TO DO:
1 - From the business vision guide, return the passage starting with "At the most" and going on through "time, hassle, risk?".
2 - Answer these from the business vision guide:
(a) Which city does the holiday example use?
(b) How does the guide describe a business owner's pay when the business starts?
(c) What is Step 1 in the process?
3 - Translate this sentence from the business vision guide into Spanish: "The bottom line with why vision matters is that there is a direct connection between vision, energy and action."

SELECTED TEXT:

•••

Defining your Business Vision - a guide

Some business owners know they need a vision but don’t know where to start. Some have a vision but have never articulated it clearly. Some have a vision but wonder why it doesn’t seem to help. We designed this guide to help business owners define a powerful business vision.

But before we get into the guide, let’s start with another place you may be as a business owner in relation to defining your vision - why bother? It can seem like a lot of work. Some of us may even have negative associations with the exercise with experience in the corporate sphere where the mission statement may be little more than a nice slogan.

why your vision matters

The bottom line with why vision matters is that there is a direct connection between vision, energy and action.

Almost all businesses start with excitement and a whirlwind of action.  Why?  

  • Is it because the person is getting paid a lot of money?  No, probably they have never been so badly paid in their lives.

  • Is it because there are incredible deadlines to meet?  Almost never. The business launches when the business owner wants.

  • Is it because everyone is cheering from the sidelines?  No. Hopefully the business owner has had a few encouraging messages but just as likely there is a Greek chorus of worry and questions.

The answer of course is that at that moment the business owner is very connected to their vision.  

This is just human nature.  The future we see coming at us has much more say about our mood, our spirits in the moment than what is happening in the moment and at the moment of getting going the business owner is excited about what they can see in the future.

Holidays are another good demonstration of this phenomenon. You may be in rainy London with a hundred emails to answer but if you are going on holiday that evening, rather than feeling down and stressed, you are almost certainly excited and in a frenzy of action.

And equally on the last day of holiday sitting on the beach in the sun with a cocktail in hand, the mood will be sombre thinking about rainy London and the emails to come.

The point is that the future we see coming towards us gives us our mood and our mood massively affects our actions and the likelihood of their success.

So business owners need a vision, an exciting future they see as possible that will get them out of bed in the morning. In the end that same vision is also important to everyone else, your staff, your customers and even your suppliers. When everyone is excited by that you will fly, without that you will struggle to get off the ground.

your vision

Step 1 in our process is for us to find a vision for ourselves that is exciting.  If we are not excited about anything in our business, heaven help us trying to get anyone else to be.

That doesn’t mean we need to be someone who can talk passionately for hours about our business.  Some people are extroverts, some are not.  What matters is that we are excited.  That excitement, the belief in what we are doing will communicate in a million ways whether or not we bend people’s ear or not.

So a vision that makes us excited is extremely important although as we will see that is not sufficient.

At the most basic level it is a picture for what our life looks like, where we live, what we wear, where we go on holiday, who is with you, what we are doing.  

Some of parts of this will not be relevant to your business but some most definitely are and it is very important that the vision includes:

Money - You need to know how much money you need your business to provide.  Therefore we need to answer questions such as:

  • How much money does the business need to provide you on a monthly basis for you to feel it is worth the time, hassle, risk?

•••

DATASET CONTENT:

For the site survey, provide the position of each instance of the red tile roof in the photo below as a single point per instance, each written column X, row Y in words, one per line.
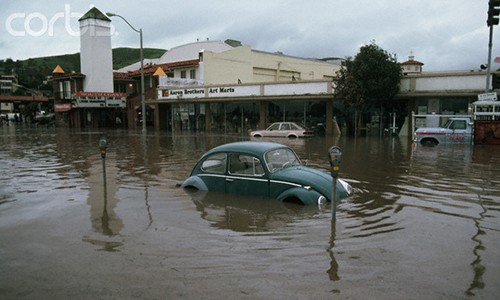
column 151, row 69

•••

ANSWER LIST:
1 -
At the most basic level it is a picture for what our life looks like, where we live, what we wear, where we go on holiday, who is with you, what we are doing.  

Some of parts of this will not be relevant to your business but some most definitely are and it is very important that the vision includes:

Money - You need to know how much money you need your business to provide.  Therefore we need to answer questions such as:

  • How much money does the business need to provide you on a monthly basis for you to feel it is worth the time, hassle, risk?

2 -
(a) London.
(b) The owner has probably never been so badly paid in their life.
(c) To find a vision for ourselves that is exciting.

3 - Lo esencial de por qué importa la visión es que existe una conexión directa entre la visión, la energía y la acción.